Top of Records for the exercise

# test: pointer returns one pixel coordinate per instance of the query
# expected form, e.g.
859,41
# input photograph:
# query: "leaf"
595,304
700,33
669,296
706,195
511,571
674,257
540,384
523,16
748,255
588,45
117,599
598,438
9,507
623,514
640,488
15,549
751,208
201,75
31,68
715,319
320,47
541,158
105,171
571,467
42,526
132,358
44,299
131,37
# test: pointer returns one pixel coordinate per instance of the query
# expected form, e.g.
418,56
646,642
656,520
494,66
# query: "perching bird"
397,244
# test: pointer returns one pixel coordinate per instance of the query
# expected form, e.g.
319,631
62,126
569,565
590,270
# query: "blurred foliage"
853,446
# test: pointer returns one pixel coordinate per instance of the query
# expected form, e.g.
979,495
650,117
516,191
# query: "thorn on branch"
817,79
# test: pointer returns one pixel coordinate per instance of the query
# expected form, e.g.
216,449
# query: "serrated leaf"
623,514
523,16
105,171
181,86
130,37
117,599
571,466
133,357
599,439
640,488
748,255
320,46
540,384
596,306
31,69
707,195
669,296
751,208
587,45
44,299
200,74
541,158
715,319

Bottom of Records for the exercise

* [About this task]
Repeat the data exactly. Leave nothing out.

* [Finished exercise]
# test: pointer returns one pixel coordinate per instance of the query
# expected form, e.g.
859,41
# input photograph:
# query: "leaf"
595,304
700,33
669,296
706,195
511,571
674,257
540,384
523,16
748,255
588,45
117,599
598,438
9,507
623,514
640,488
15,549
751,208
201,75
31,68
715,319
320,47
541,158
105,171
571,467
42,526
132,358
44,299
131,37
# test: pointer returns one pixel coordinate per instance of the query
# expected form, e.g.
418,56
646,642
656,520
494,66
# query: "perching bird"
397,244
# test: pointer returns one pixel coordinate per instance of the query
# expected form, e.g.
319,631
62,126
569,565
590,270
# query: "blurred foliage"
853,446
# test: pointer returns one pixel coordinate per instance of the query
# expected form, e.g.
979,495
650,117
516,191
# query: "thorn on branch"
817,79
# test: pointer returns one pixel coordinate per instance of the query
# expected form, e.g.
216,449
# query: "serrated leaf"
623,514
523,16
105,171
181,86
130,37
117,599
571,466
133,357
599,439
640,488
748,255
320,46
540,384
596,306
31,69
707,195
669,296
751,208
587,45
44,299
200,74
541,158
715,319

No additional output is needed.